[Task]
Copy, with no changes, the lines from the start of the records through the line containing "target: tram wheel", including both.

## BEGIN

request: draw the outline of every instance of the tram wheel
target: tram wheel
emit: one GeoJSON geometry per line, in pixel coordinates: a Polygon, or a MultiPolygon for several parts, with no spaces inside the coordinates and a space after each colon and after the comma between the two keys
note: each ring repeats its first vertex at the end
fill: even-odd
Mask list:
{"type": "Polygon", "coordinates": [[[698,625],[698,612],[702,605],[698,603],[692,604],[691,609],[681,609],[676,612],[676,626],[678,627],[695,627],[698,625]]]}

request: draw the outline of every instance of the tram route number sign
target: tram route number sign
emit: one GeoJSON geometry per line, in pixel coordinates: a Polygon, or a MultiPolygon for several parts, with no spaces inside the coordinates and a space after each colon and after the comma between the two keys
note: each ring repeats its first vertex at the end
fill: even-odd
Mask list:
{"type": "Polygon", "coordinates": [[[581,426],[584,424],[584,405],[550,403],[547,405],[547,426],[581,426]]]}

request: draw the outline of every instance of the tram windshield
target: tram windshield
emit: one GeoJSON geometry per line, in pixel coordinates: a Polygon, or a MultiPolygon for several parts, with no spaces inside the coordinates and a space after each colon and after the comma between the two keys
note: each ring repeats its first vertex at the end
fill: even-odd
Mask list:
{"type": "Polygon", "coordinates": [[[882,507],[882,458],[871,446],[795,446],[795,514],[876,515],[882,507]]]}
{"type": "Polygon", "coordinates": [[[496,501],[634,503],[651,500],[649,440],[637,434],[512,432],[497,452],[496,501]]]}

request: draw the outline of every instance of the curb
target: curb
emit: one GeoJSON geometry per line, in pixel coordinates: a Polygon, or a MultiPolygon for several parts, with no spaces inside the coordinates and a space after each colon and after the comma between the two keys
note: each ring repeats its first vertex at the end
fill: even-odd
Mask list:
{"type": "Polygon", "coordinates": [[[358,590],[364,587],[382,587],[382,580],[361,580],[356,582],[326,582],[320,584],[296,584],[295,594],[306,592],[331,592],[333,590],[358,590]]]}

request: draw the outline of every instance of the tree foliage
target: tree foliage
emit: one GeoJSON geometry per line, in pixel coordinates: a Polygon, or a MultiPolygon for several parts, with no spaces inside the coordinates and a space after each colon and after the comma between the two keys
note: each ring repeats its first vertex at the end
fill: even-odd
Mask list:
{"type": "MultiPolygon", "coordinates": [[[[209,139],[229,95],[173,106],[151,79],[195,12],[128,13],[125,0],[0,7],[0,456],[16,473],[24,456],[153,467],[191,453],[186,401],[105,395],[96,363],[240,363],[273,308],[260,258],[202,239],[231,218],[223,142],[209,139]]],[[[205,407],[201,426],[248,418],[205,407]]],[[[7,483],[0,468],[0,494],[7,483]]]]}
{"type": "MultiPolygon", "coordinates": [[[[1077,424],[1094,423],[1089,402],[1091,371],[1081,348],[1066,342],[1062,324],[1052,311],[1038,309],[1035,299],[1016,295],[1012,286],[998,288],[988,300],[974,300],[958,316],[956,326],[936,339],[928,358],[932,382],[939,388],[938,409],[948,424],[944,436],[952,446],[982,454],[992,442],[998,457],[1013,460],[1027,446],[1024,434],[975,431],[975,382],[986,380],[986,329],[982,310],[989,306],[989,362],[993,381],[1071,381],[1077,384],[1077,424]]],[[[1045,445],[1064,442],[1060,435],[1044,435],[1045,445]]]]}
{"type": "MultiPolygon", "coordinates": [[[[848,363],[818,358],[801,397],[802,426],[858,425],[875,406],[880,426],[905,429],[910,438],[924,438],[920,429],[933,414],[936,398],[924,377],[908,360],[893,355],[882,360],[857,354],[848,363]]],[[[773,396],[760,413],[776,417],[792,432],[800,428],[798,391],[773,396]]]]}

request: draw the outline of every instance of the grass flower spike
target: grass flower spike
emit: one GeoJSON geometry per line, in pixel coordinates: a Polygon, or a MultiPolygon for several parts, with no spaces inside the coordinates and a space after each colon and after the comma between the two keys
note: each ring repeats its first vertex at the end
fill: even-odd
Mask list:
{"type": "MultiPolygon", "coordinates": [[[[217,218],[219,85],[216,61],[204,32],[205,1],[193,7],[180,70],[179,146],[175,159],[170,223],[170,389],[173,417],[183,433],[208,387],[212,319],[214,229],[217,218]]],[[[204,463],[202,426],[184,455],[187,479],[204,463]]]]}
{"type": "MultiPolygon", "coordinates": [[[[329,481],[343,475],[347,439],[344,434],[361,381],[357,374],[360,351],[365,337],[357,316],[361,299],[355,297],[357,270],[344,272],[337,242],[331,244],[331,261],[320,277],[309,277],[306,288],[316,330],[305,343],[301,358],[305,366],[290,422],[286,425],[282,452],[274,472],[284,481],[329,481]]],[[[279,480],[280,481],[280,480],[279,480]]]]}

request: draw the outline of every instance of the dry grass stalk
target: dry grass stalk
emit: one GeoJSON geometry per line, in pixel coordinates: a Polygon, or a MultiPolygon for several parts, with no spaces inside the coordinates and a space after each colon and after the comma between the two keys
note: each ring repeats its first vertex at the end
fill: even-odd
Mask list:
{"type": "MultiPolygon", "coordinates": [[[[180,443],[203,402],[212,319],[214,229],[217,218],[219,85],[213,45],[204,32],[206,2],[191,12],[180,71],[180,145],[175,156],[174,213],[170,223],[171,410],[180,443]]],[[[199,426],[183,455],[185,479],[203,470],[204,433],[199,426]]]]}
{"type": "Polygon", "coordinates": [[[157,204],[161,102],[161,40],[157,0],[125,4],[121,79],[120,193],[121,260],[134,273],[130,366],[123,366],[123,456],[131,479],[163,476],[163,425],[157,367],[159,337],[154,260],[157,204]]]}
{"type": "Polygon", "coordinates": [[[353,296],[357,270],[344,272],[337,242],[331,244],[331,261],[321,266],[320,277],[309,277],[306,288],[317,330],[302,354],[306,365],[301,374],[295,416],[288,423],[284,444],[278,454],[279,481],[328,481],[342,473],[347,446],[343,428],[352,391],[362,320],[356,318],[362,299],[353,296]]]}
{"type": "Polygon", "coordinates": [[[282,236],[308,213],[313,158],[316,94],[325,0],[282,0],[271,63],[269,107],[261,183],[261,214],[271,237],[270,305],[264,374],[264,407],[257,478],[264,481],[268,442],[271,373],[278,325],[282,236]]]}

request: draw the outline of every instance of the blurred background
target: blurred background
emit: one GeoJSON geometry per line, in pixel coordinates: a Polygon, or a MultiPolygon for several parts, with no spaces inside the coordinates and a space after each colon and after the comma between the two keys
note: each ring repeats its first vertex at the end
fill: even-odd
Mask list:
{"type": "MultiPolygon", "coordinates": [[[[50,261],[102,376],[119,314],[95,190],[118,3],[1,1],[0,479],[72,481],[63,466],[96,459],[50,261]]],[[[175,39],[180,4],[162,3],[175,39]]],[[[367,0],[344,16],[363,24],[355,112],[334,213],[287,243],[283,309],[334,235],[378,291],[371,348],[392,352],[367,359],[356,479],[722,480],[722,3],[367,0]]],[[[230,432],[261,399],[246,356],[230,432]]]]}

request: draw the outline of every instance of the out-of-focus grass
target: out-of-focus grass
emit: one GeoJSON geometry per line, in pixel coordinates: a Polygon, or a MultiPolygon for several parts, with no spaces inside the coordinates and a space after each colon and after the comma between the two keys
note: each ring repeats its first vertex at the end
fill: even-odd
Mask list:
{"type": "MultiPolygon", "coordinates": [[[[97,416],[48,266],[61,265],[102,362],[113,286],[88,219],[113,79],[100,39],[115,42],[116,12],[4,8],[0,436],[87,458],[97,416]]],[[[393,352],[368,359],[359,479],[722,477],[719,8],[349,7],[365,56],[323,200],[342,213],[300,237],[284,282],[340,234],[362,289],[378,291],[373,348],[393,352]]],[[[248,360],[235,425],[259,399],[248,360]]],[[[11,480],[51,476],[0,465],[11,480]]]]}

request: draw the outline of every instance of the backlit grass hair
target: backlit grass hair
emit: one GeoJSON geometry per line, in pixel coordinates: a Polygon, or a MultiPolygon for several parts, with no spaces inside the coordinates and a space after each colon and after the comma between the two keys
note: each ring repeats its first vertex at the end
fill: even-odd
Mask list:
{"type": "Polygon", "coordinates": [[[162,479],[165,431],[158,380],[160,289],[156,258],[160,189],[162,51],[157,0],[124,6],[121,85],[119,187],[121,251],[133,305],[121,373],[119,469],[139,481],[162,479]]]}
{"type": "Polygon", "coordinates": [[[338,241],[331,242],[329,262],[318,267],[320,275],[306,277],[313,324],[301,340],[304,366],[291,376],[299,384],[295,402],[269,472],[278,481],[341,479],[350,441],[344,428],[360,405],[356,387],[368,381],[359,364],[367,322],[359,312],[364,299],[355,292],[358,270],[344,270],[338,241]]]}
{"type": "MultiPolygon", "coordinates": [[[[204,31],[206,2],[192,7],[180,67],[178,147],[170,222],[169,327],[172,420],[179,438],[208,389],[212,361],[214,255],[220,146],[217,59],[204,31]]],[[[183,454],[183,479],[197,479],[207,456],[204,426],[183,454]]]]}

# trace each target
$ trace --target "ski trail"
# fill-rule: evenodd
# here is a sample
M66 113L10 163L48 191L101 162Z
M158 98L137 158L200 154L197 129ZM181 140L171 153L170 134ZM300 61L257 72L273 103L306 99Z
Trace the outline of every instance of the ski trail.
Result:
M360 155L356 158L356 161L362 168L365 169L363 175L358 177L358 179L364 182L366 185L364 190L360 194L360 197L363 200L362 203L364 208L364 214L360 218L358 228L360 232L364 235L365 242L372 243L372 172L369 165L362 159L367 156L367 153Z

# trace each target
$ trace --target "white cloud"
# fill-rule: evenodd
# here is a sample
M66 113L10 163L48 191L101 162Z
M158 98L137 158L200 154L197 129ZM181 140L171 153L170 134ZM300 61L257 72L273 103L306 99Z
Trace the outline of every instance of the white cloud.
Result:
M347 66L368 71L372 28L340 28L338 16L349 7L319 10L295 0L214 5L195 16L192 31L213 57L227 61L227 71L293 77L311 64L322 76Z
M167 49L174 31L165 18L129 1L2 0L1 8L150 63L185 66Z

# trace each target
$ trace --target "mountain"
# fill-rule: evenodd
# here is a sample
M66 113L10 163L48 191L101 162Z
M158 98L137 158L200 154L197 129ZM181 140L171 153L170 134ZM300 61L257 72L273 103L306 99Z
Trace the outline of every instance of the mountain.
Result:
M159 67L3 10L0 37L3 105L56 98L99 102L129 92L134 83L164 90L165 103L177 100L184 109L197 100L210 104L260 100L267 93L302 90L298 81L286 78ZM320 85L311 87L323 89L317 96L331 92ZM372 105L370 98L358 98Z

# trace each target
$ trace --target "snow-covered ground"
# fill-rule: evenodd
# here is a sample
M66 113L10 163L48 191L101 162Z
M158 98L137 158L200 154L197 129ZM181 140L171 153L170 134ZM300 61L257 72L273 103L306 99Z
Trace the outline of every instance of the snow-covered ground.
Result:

## END

[Task output]
request: draw the outline of every instance of the tram wheel
target: tram wheel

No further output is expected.